#### [What you need to do]
Would you reproduce the whole listing exactly, minus its images?

#### [Entries supplied]

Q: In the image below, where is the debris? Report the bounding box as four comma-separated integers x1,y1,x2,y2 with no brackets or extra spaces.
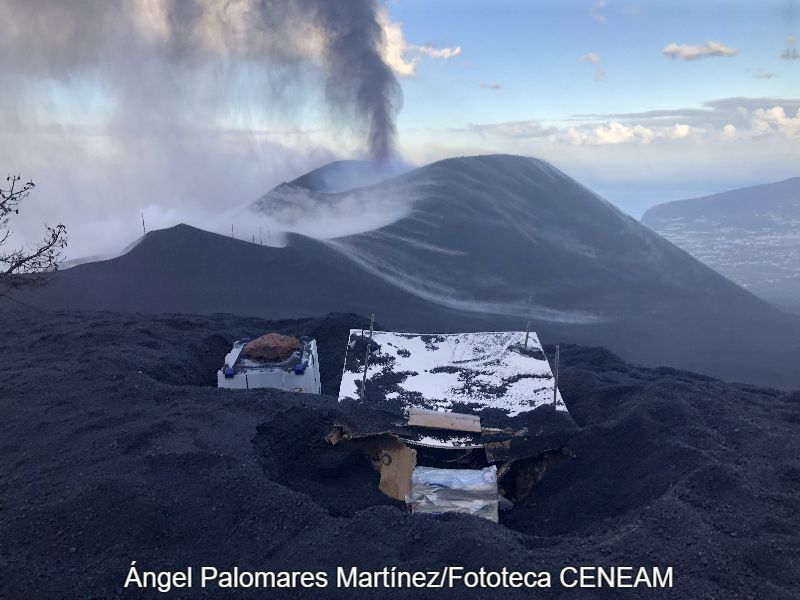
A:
407,407,481,433
5,310,793,600
496,448,576,503
325,426,417,501
407,466,499,522
326,421,572,507
330,329,576,517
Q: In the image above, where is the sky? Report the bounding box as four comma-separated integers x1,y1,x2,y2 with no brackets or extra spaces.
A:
1,0,798,259
391,0,799,212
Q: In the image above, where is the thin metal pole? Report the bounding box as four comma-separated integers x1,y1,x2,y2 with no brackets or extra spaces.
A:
259,227,263,245
360,313,375,400
553,345,560,406
524,321,530,348
231,224,234,238
141,213,146,234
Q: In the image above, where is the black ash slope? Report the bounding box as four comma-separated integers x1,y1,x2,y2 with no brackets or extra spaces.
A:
13,223,485,331
0,310,798,599
12,154,800,388
287,158,409,192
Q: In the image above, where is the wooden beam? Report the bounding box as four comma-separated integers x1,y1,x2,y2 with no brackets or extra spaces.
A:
407,407,481,433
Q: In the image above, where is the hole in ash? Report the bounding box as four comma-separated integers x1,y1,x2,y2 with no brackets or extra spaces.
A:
253,405,401,517
141,312,371,390
244,341,752,543
144,333,232,387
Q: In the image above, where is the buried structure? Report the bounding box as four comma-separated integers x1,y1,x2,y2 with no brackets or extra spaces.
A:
328,330,576,522
217,333,321,393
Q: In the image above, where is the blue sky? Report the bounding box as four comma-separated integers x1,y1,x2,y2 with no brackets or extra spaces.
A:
392,0,798,117
385,0,799,214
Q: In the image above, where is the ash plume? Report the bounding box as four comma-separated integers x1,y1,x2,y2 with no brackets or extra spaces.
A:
0,0,402,160
313,1,403,160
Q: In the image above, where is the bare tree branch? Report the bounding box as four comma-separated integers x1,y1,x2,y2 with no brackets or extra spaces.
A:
0,175,68,287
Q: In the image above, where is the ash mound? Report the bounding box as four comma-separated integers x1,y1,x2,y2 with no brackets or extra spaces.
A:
9,154,800,389
1,309,798,599
286,159,410,193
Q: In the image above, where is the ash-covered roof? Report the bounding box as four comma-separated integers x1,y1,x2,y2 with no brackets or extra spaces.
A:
223,337,315,375
338,330,567,417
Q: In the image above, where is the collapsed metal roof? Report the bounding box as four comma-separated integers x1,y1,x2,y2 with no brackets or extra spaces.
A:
330,329,575,506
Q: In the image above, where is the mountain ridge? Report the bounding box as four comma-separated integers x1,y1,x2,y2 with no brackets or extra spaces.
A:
8,154,800,389
643,176,800,221
642,176,800,313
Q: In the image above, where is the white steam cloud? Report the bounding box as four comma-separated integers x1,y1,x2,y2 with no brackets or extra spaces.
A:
0,0,409,260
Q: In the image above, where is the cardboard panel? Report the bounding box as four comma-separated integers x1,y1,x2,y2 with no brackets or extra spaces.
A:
375,439,417,501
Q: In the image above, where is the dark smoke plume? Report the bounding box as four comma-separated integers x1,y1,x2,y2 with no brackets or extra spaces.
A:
313,1,403,160
0,0,403,159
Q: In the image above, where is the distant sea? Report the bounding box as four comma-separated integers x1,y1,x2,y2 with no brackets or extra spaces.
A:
587,181,753,221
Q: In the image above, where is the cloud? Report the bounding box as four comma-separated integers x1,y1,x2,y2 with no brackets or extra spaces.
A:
572,97,800,142
381,17,417,76
705,97,800,113
570,123,652,145
3,125,340,261
380,14,461,77
780,36,799,60
670,123,692,139
459,97,800,148
591,0,607,23
565,122,697,145
574,97,800,126
580,53,605,81
662,41,738,61
750,106,800,138
573,108,711,121
691,100,800,141
415,45,462,60
461,117,695,146
245,178,416,241
478,82,502,90
467,120,557,138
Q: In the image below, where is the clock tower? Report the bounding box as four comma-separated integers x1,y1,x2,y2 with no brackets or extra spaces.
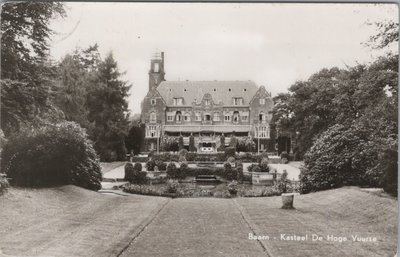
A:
149,52,165,91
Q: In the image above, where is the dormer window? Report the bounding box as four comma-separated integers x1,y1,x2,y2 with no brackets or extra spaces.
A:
151,99,156,105
259,98,265,105
205,99,210,105
233,97,243,106
173,98,183,106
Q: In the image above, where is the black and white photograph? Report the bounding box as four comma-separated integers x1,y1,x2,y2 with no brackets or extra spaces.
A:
0,1,398,256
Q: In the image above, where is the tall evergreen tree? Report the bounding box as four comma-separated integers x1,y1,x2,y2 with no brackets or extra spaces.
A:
87,52,131,161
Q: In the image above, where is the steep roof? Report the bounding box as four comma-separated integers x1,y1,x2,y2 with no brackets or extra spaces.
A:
157,80,259,106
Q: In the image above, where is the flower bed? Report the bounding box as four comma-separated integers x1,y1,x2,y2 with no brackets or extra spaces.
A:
122,181,285,198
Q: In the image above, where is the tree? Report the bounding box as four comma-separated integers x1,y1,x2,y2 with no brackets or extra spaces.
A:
366,21,399,49
87,52,131,161
178,135,184,151
1,2,65,136
54,54,92,129
219,134,225,151
189,134,196,152
125,125,144,155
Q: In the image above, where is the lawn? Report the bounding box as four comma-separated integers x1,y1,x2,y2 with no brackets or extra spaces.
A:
0,186,396,257
237,187,397,257
0,186,168,257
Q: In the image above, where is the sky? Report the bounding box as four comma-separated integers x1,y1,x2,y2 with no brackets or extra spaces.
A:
49,2,398,114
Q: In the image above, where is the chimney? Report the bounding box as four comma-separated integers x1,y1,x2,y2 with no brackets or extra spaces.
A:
161,52,164,65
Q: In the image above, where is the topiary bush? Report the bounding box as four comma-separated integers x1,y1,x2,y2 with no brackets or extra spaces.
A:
259,158,270,173
179,162,188,180
124,162,135,181
146,159,167,171
223,162,237,181
1,122,102,190
225,147,236,159
125,162,146,184
178,136,184,151
166,162,179,179
189,134,196,152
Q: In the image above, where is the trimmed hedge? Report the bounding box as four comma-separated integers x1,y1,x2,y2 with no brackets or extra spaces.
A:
1,122,102,190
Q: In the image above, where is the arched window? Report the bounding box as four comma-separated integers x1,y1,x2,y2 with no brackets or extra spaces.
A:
233,111,239,123
150,112,157,123
176,111,182,123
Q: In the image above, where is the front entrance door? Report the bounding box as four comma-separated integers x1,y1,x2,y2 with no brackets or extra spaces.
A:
200,142,214,153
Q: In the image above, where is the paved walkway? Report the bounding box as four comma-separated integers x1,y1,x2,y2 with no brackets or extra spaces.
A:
120,198,268,257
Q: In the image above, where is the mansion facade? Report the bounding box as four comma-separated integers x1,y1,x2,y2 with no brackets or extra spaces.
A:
140,52,275,153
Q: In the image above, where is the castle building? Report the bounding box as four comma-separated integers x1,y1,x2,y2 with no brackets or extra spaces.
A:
140,52,275,153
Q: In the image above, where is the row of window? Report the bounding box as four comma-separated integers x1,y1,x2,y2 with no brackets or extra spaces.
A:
146,125,160,138
150,111,267,123
145,125,270,139
150,98,267,106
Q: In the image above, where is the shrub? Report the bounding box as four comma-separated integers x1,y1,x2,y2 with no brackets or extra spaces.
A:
178,149,188,162
124,162,147,184
227,180,238,195
274,170,291,194
1,122,102,191
227,156,235,164
280,151,289,159
133,162,143,172
259,158,270,173
379,147,397,195
178,136,184,151
146,159,167,171
236,161,244,182
167,162,179,179
189,134,196,152
165,180,179,193
145,159,155,171
219,135,225,151
124,162,135,181
179,162,188,180
0,174,9,196
223,162,237,181
156,160,167,171
299,124,379,194
247,163,258,172
225,147,236,158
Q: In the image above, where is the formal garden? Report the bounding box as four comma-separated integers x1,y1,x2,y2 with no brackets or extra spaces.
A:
121,147,298,198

#### [Written response]
Q: In the image below, where is the debris? Report the bounding box as four comma-separated integers x1,y1,x2,y2 with no brackets or extra spaces.
A:
407,407,481,433
5,310,793,600
496,448,576,503
325,426,417,501
407,466,499,522
326,421,572,507
330,329,576,517
Q: In the image above, where is the sky? Report the bounding box as four comma-separated integers x1,y1,x2,y2 with no brackets or extra spaces.
A:
1,0,798,259
391,0,799,212
Q: In the image above, where is the thin metal pole? Report the bounding box as four comma-separated integers x1,y1,x2,y2 with no brackets or extra spaces.
A:
259,227,263,245
360,313,375,400
553,345,560,406
524,321,530,348
231,224,234,238
141,213,146,234
Q: In the image above, where is the black ash slope? Report the bounding box as four comma-separated integers x1,y1,x2,y2 with no brackets or extra spaces.
A:
13,223,485,331
0,310,798,599
12,154,800,388
287,158,409,192
Q: In the image above, where is the wooden beam? Report the bounding box as four comma-separated integers x1,y1,x2,y2 with no brackets or extra spaces.
A:
407,407,481,433
Q: In the image above, where is the hole in ash? Report the bounding box as four comma-separated integers x1,y1,x2,y2 with no brackets or extra spaces.
A:
253,405,401,517
141,312,371,390
244,341,752,543
144,333,232,387
Q: In the image above, where is the buried structure? Report the bounding box as four comma-separated integers x1,y1,x2,y2 with no brackets or extra spaces.
A:
328,330,576,522
217,333,321,393
Q: In the image above, where is the blue sky? Report the bounding box as four comma-separated integers x1,y1,x2,y2 with no brackets or extra spaces.
A:
392,0,798,117
385,0,799,214
Q: In the image above, where is the ash plume? Report the bounding box as four comma-separated integers x1,y1,x2,y2 with no brackets or extra spaces.
A:
0,0,402,160
313,1,403,160
Q: In the image above, where is the bare tree branch? Report the bounding box as four comma-separated integers x1,y1,x2,y2 with no brackets or extra spaces.
A:
0,175,68,287
Q: In the image above, where is the ash mound? Report the bounding box as four comma-separated integers x1,y1,x2,y2 with no brackets or extra spaces.
A:
9,154,800,389
1,309,798,599
286,159,410,193
Q: In the image above, where is the ash-covered roof? Report the bounding box as four comma-separated integers x1,y1,x2,y2 with no brackets or extra spaces.
A:
223,337,315,375
338,330,567,417
Q: In the image above, where is the collapsed metal roof? Report the bounding box as four comma-separated integers x1,y1,x2,y2 with no brackets or extra spaces.
A:
330,329,575,506
Q: In the image above, where is the mountain ridge? Report the bounding box as four comma-separated integers x1,y1,x2,y2 with no brackets or extra spaces.
A:
8,154,800,389
643,176,800,221
642,176,800,313
Q: In the image above, where is the white steam cloud? Report the bounding box as four comma-separated integers x1,y1,x2,y2 with no brackets or extra spaces.
A:
0,0,409,260
Q: In the image above, where is the cardboard panel? Report the bounding box as four comma-separated integers x1,y1,x2,y2 with no brackets or extra spaces.
A:
375,439,417,501
Q: In the image above, where is the dark smoke plume? Report the bounding box as four comma-separated integers x1,y1,x2,y2 with no brackets or extra spaces.
A:
313,1,403,160
0,0,403,159
Q: In the image above, where is the distant sea? Report the bounding box as four comma-separated integers x1,y1,x2,y2 with no brackets or extra spaces.
A:
587,181,753,221
Q: In the image above, where is the cloud? Report the bounding box as four comma-separated integers x1,y1,x2,y2 with no brackets or extra spaces.
A:
572,97,800,142
381,17,417,76
705,97,800,113
570,123,652,145
3,125,340,261
380,14,461,77
780,36,799,60
670,123,692,139
459,97,800,148
591,0,607,23
565,122,697,145
574,97,800,126
580,53,605,81
662,41,738,61
750,106,800,138
573,108,711,121
691,100,800,141
415,45,462,60
461,117,695,146
245,178,416,241
478,82,502,90
467,120,557,138
Q: In the image below, where is the clock tower? Report the bounding box as four comma-separated integers x1,y1,x2,y2 with no brackets or extra spaces.
A:
149,52,165,91
Q: In the image above, where is the dormer window? Report the bounding box as four comma-separated integers x1,y1,x2,y2 with no brackets or extra spaces.
A:
151,99,156,105
259,98,265,105
205,99,210,105
233,97,243,106
173,98,183,106
Q: In the image above, where is the black and white photograph? Report the bounding box as four comma-separated integers x1,y1,x2,y2 with no brackets or extra spaces.
A:
0,1,398,256
Q: In the image above, where is the tall evergreen tree? Report the bounding box as four comma-separated integers x1,y1,x2,y2 with no brackets or extra spaces.
A:
87,52,131,161
Q: In the image above, where is the steep roof? Report the bounding box as four comma-separated integers x1,y1,x2,y2 with no brackets or extra spaces.
A:
157,80,259,106
Q: In the image above, where is the flower bed? Report the bounding box as four comma-separated integers x1,y1,x2,y2 with no brackets or extra spaces.
A:
122,181,285,198
Q: In the image above, where is the tree? Report the bounding box as four comma-separated integers x1,y1,x2,y2 with no brackets or extra spaces.
A:
366,21,399,49
87,52,131,161
178,135,184,151
1,2,65,136
54,54,92,129
219,134,225,151
189,134,196,152
125,125,144,155
Q: In the image above, where is the lawn? Report the bounding box as four comma-separated integers x1,y1,x2,y2 with no brackets or extra spaces.
A:
0,186,396,257
237,187,397,257
0,186,168,257
Q: In the image above, where is the sky? Report the bounding box as four comma-separated integers x1,y1,x2,y2 with no brackets or extra spaces.
A:
49,2,398,114
Q: In the image above, where is the chimney? Report the bounding box as four comma-separated integers x1,y1,x2,y2 with no brackets or extra spaces.
A:
161,52,164,65
Q: In the image above, where is the topiary bush? Report the bounding box as four comma-separated integers x1,y1,x2,y2 with no brackets or extra spaces.
A:
259,158,270,173
179,162,188,180
124,162,135,181
146,159,167,171
223,162,237,181
1,122,102,190
225,147,236,159
125,162,146,184
178,136,184,151
166,162,179,179
189,134,196,152
Q: In the image above, where is the trimmed hedge? Report the bounding box as four comma-separated integers x1,y1,x2,y2 with no brackets or extra spaces.
A:
1,122,102,190
Q: In the image above, where is the arched window? Report the bounding box as four comma-separated integers x1,y1,x2,y2 with no brackets or extra spaces.
A:
233,111,239,123
150,112,157,123
176,111,182,123
Q: In the image above, where is the front entrance door? Report the bounding box as four comma-separated integers x1,y1,x2,y2 with no brackets or extra spaces.
A:
200,142,214,153
Q: In the image above, where is the paved walkway? Report the bounding box as four comma-separated integers x1,y1,x2,y2 with no brackets or extra spaces.
A:
120,198,268,257
Q: In the image above, where is the mansion facade? Report the bounding box as four comma-separated integers x1,y1,x2,y2 with no brackets or extra spaces.
A:
140,52,275,153
Q: In the image above, where is the castle building? Report the bounding box as four comma-separated integers x1,y1,x2,y2 with no brackets or extra spaces.
A:
140,52,275,153
Q: In the image above, where is the row of window? Report the bounding box as four comma-separated integers x1,y1,x2,y2 with no brackets or extra spaces.
A:
146,125,160,138
150,111,267,123
145,125,270,139
150,98,267,106
Q: In the image above, where is the shrub? Report the bounding box as four comma-separated integers x1,y1,x2,y2 with no brackets or extra spaces.
A:
178,149,188,162
124,162,147,184
227,180,238,195
274,170,291,194
1,122,102,191
227,156,235,164
280,151,289,159
133,162,143,172
259,158,270,173
379,147,397,195
178,136,184,151
146,159,167,171
236,161,244,182
167,162,179,179
189,134,196,152
165,180,179,193
145,159,155,171
219,135,225,151
124,162,135,181
179,162,188,180
0,174,9,196
223,162,237,181
156,160,167,171
299,124,379,194
247,163,258,172
225,147,236,158
Q: In the image above, where is the formal garden? Report the bounding box as four comma-separated integers x1,y1,x2,y2 with no brackets or extra spaces.
A:
121,147,298,198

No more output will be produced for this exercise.